## TASK DESCRIPTION
Take the line that contains "Record the location of each instance of the distant house" as the first line and the last line of the material below as the final one; reproduce exactly the lines between, inclusive.

Named-object pointing records:
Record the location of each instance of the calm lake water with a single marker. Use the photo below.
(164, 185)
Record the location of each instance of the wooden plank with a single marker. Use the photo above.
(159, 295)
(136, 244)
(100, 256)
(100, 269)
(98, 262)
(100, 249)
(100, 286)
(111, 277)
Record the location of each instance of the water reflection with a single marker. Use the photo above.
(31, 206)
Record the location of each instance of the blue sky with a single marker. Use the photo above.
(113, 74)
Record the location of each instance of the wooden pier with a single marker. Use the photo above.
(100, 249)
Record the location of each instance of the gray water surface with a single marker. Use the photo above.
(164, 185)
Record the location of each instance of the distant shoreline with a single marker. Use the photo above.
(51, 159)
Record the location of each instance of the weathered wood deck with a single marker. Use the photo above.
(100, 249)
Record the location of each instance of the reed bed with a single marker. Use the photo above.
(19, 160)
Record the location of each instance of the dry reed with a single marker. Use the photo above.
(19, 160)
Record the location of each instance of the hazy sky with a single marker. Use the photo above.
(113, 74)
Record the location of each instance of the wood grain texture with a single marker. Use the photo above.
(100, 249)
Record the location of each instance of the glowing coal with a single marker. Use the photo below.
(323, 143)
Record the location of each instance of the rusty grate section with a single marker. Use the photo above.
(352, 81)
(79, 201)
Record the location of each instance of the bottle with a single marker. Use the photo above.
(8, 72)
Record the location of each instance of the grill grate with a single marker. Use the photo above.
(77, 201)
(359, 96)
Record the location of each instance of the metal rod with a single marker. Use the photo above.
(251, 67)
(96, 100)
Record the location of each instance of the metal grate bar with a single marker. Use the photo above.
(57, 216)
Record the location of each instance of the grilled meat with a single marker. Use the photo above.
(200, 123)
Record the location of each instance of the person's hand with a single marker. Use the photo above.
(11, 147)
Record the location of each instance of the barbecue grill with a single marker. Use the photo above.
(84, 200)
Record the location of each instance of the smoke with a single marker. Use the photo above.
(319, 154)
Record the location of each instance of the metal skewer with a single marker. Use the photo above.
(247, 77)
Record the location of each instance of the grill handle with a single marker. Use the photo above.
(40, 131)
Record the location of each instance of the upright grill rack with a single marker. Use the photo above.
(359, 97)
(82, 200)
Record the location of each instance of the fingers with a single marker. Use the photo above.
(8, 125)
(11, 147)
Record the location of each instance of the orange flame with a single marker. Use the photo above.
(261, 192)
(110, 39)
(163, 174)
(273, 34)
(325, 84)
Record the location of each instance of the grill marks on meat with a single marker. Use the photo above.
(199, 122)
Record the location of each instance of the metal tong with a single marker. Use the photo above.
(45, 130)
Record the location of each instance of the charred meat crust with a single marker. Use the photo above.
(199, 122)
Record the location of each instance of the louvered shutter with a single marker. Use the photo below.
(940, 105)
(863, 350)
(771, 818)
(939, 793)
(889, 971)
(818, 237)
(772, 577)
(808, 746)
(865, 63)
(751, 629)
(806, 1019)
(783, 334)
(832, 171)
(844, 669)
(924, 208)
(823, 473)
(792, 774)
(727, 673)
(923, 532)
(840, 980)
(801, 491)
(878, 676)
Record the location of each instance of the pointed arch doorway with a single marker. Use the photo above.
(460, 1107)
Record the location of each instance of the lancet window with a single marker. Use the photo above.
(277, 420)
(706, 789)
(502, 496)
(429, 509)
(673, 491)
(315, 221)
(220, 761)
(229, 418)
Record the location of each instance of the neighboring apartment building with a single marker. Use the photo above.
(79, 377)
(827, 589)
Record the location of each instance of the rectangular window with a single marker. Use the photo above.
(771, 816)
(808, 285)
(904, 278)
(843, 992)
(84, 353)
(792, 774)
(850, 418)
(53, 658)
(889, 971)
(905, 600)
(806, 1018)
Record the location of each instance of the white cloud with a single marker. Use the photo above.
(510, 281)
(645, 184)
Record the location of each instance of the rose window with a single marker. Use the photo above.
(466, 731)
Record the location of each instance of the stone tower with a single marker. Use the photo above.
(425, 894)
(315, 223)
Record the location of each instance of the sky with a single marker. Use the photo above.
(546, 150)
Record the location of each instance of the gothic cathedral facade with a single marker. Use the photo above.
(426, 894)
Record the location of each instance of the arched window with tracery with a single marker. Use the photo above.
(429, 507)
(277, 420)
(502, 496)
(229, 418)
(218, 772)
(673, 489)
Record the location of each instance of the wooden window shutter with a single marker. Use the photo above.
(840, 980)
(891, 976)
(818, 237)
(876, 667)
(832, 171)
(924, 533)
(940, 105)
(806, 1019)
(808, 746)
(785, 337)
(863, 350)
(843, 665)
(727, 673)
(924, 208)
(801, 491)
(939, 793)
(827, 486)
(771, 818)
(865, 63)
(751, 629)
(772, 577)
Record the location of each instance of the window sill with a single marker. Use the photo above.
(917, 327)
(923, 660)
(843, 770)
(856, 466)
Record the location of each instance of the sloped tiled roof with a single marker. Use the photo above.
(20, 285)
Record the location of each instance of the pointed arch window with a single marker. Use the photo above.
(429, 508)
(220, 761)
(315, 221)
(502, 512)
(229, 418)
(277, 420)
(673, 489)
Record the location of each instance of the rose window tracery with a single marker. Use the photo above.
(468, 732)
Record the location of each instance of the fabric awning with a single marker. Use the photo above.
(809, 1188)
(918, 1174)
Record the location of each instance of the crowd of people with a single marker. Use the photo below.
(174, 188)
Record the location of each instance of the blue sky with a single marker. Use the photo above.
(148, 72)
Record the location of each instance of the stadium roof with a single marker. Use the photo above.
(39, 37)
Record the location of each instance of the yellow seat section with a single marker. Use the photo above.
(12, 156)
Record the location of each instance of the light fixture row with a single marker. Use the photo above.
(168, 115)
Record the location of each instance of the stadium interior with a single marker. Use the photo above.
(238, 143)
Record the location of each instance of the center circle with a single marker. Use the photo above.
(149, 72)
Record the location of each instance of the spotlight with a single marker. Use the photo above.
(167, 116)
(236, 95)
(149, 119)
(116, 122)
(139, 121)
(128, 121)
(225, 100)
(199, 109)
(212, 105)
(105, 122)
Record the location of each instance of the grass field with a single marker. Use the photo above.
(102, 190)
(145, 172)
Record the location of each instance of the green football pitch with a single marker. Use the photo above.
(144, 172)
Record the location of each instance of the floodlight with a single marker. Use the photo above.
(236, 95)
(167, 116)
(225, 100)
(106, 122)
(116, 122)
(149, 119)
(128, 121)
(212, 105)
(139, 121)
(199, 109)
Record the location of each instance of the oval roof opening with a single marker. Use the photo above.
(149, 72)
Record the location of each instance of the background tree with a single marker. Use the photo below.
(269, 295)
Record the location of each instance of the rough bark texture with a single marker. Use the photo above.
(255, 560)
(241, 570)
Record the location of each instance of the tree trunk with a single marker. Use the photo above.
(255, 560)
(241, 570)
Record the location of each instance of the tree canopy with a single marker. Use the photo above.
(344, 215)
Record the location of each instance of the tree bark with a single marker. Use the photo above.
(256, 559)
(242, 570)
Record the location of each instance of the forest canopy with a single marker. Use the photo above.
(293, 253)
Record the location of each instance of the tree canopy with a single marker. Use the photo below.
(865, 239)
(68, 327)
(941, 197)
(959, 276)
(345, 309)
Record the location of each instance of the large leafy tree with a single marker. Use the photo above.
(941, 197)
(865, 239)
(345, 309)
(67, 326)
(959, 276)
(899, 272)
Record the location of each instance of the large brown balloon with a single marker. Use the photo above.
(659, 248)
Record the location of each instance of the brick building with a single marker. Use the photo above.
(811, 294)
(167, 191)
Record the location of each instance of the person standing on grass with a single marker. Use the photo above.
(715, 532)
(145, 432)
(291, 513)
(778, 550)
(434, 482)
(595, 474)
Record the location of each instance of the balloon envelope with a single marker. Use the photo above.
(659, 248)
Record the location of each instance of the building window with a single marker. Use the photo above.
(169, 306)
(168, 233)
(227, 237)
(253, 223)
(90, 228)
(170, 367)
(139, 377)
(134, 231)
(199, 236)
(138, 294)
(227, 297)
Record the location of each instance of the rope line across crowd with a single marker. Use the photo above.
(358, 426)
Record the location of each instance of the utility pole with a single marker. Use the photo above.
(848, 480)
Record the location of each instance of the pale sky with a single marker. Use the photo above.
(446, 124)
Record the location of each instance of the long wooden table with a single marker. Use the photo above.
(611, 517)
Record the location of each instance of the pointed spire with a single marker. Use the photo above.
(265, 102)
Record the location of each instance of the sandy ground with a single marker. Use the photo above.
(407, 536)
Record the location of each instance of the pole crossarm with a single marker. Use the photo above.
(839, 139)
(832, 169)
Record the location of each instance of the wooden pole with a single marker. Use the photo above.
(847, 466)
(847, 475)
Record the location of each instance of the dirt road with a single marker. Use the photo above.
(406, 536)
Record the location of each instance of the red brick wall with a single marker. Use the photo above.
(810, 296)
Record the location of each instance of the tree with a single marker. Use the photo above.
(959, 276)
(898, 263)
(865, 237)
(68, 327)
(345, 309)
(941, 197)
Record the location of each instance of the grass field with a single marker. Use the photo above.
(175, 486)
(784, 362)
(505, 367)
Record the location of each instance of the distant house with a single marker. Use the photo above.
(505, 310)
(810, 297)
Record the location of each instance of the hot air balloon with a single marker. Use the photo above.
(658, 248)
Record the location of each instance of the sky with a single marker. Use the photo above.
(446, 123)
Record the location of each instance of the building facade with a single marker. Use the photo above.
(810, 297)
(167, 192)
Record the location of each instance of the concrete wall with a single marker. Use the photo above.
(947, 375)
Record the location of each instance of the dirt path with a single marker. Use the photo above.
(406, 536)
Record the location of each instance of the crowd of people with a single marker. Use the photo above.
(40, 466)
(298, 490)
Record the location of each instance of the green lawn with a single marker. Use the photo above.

## EXERCISE OUTPUT
Record the location of each instance of the distant house with a single marker. Use the photo above.
(505, 310)
(810, 297)
Record the location of each instance of the hot air balloon with a single marker. Use the photo above.
(658, 248)
Record the location of each instance of the sky with a single marker. Use the photo above.
(446, 123)
Record the location of each instance of the building facade with a single marker. Use the photo above.
(810, 297)
(167, 192)
Record the location of each instance of the concrete wall with a single marker. Use the photo above.
(947, 375)
Record the location of each instance of the dirt path with a single marker. Use the photo above.
(406, 536)
Record the location of each instance of the crowd of people with a single marker. Use the photo above.
(40, 466)
(298, 490)
Record the location of each instance of the green lawn with a single marker. Use the photo above.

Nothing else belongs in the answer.